SUPPLIED PASSAGE →
:::

Co-expression network analysis in patients with DLBCL

Normalized read counts of driver genes of 48 patients with DLBCL were downloaded from TCGA database (http://firebrowse.org/?cohort=DLBC&download_dialog=true). Co-expression networks were constructed with the R package of weighted gene co-expression network analysis (WGCNA version 1.67) using normalized read counts of driver genes (20). The softpower and minimum number of genes were set as 7 and 10 respectively, all other parameters were set to the default values. Identification of gene co-expression modules was conducted using hierarchical average-linkage clustering. The dynamic tree-cut algorithm was used to identify modules and genes in the same branch that could be assigned to different modules (20). Genes with high intramodular connectivity were considered as intramodular hub genes. The clinicopathologic characteristics investigated in the study are patient age, sex, clinical stage [Ann Arbor staging system; (21)], radiation therapy, ethnicity, survival status and follow-up time and were obtained from the TCGA database. Module-trait associations were estimated using the correlation between the module eigengene and clinical traits, which enables the identification of modules highly correlated with clinical features.

Protein-protein interaction (PPI) network construction and analysis

A PPI network was constructed using the Search Tool for the Retrieval of Interacting Genes/Proteins (STRING) database (22). Visualization and calculation of degree value for each node was performed using Cytoscape software v3.7.2 (23). Degree centrality was defined as the number of connections one node has and was also analyzed using Cytoscape software. Hub nodes which have the highest degree of centrality connect most adjacent proteins in the PPI network (22). Furthermore, Molecular Complex Detection (MCODE) (24) was used to detect hub clustering modules in the PPI network with default parameters in Cytoscape. GO and KEGG pathway enrichment analyses were also conducted for genes in significant modules.

Copy number variation (CNV) analyses

Focal CNVs and gene-level CNVs of 48 DLBCL samples were detected using the GISTIC algorithm (25) and were downloaded from TCGA database (9). Focal CNVs were considered statistically significant at the cut-off value of q<0.25. The gene-level copy-number alterations of the top 20 frequently altered driver genes were clustered using the heatmap.2 function of gplots package in R (26).

:::

STORED DATA →
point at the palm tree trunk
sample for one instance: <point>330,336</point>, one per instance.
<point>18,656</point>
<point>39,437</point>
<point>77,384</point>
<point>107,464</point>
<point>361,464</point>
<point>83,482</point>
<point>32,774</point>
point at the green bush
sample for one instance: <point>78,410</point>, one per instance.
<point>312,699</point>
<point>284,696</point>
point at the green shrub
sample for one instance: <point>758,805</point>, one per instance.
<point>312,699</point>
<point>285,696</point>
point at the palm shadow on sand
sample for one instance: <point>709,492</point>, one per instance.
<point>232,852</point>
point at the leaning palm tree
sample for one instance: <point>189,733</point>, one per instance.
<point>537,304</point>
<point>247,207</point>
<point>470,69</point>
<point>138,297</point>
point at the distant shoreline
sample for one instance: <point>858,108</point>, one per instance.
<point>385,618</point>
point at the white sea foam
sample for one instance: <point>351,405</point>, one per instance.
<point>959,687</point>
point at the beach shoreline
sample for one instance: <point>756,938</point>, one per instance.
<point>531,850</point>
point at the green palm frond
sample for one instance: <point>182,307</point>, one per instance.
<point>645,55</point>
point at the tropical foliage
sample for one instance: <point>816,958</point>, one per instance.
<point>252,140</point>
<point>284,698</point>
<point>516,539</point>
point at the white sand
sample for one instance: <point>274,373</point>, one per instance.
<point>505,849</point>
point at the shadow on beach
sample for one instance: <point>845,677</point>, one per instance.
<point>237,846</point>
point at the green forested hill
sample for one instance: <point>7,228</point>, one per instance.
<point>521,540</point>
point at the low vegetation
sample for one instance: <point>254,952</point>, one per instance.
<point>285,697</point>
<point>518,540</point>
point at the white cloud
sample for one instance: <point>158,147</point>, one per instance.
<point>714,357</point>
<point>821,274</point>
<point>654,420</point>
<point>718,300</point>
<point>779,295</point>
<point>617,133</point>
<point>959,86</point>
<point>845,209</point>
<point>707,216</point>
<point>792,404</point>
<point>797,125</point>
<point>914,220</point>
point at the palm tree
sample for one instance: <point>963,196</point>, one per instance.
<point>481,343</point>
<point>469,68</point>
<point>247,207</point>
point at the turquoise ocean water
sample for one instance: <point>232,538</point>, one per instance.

:::

WHAT TO WORK ON →
**1.** List the clinicopathologic characteristics that the DLBCL methods passage says the study investigated.
**2.** Copy the stretch of the DLBCL methods passage from "Focal CNVs and" through "package in R (26)." word for word.

SET OF ANSWERS →
**1.**
- Patient age
- Sex
- Clinical stage
- Radiation therapy
- Ethnicity
- Survival status
- Follow-up time

**2.**
Focal CNVs and gene-level CNVs of 48 DLBCL samples were detected using the GISTIC algorithm (25) and were downloaded from TCGA database (9). Focal CNVs were considered statistically significant at the cut-off value of q<0.25. The gene-level copy-number alterations of the top 20 frequently altered driver genes were clustered using the heatmap.2 function of gplots package in R (26).